- Problem statement:
From the first line to the last, write out the material verbatim.

Content starts

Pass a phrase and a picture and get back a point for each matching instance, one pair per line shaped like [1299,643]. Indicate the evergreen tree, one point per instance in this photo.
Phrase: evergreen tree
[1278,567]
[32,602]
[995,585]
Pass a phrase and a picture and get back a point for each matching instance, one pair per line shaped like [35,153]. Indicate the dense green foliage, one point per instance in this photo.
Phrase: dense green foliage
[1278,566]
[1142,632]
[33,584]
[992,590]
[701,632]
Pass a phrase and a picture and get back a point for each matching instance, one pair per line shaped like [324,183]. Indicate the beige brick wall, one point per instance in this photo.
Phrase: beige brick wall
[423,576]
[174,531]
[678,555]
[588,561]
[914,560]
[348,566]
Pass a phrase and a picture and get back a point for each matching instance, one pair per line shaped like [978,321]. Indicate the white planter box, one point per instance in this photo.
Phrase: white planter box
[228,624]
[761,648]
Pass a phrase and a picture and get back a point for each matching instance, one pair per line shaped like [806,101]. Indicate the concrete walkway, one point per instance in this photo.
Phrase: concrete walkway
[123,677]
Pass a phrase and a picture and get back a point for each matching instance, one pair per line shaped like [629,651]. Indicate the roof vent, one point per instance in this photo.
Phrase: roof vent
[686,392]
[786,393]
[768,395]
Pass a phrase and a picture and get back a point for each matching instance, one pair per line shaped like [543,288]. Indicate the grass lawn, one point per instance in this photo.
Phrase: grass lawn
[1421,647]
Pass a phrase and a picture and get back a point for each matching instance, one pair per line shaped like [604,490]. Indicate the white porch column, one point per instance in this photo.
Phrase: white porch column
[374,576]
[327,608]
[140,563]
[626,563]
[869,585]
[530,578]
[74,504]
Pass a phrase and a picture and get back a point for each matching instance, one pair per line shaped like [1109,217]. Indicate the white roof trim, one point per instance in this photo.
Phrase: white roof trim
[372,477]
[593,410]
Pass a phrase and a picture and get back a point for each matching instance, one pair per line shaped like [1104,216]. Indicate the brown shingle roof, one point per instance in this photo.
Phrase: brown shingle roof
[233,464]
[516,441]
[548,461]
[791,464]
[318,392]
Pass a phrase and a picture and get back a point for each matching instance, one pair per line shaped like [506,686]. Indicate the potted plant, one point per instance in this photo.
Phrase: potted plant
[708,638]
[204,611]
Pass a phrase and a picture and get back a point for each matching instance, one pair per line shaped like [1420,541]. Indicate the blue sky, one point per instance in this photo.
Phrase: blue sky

Content ends

- Answer to this task:
Pass a phrase and a picture and get back a point for each matching instance, one pair per line shaped like [1299,643]. Indicate the evergreen tree, one point per instance in this photo.
Phrase: evergreen tree
[1278,567]
[32,602]
[995,585]
Pass a phrase and a picture and get back a point for each matching instance, one pair per line shaped like [35,153]. Indicate the dense green foliage, one point per instance in this photo.
Phrase: dense green foliage
[1278,566]
[1142,632]
[33,584]
[992,590]
[701,632]
Pass a phrase and a picture and get back a point for each matching instance, one pair per line shaped like [324,183]. Indicate the beige brick wall, one point per instance in this photo.
Phrase: beige brick wall
[423,576]
[174,531]
[678,555]
[588,561]
[914,560]
[348,566]
Pass a phrase and a picture and get back a point for each matching instance, one pair per line shaped like [978,321]. Indicate the white planter box, one point per instance in this photo.
Phrase: white planter box
[228,624]
[761,648]
Pass a phrase and a picture and get back a point for each matching instance, one pair per line shaped like [806,101]. Indicate the concrete walkway, one point per instance in this photo.
Phrase: concrete walkway
[123,677]
Pass a phrase and a picture and get back a point for each matching instance, one pair per line shaped like [629,651]. Indicate the roof vent, one point per instance in this photo.
Phrase: roof vent
[686,392]
[786,393]
[768,395]
Pass a phrase and a picture and get back a point for each matching instance, one pair per line shaped like [543,288]. Indicate the grass lawn, one point per instance in this photo.
Phrase: grass lawn
[1421,647]
Pass a phrase and a picture and get back a point for each matching instance, one pair per line shaped like [604,490]. Indicate the white porch column, one point per instance in this photo.
Phrase: white porch column
[374,576]
[327,608]
[140,563]
[626,563]
[869,585]
[530,578]
[74,504]
Pass a phrase and a picture and get back a point for each matching instance, one pair per line shaped like [1109,217]. Indicate the white roof trim, one point per instance in this photo.
Phrase: white roof trim
[372,477]
[593,410]
Pass a phrase and a picture and get back a point for each matching instance, one pair per line shaped like [1104,216]. Indicate the brown shingle roof, one point per instance in this photo.
Phrase: brown shingle roof
[233,464]
[516,441]
[548,461]
[791,464]
[318,392]
Pass a phrase and a picture and get back a point for each matching instance, one pair per line shaped like [506,686]. Indicate the potted plant, one point per instance in this photo.
Phrase: potted plant
[708,638]
[204,611]
Pass a phrase and a picture and get back a point for each matching instance, one pair per line shaped like [1420,541]. Indicate the blue sky, one point per instance in this photo.
Phrase: blue sky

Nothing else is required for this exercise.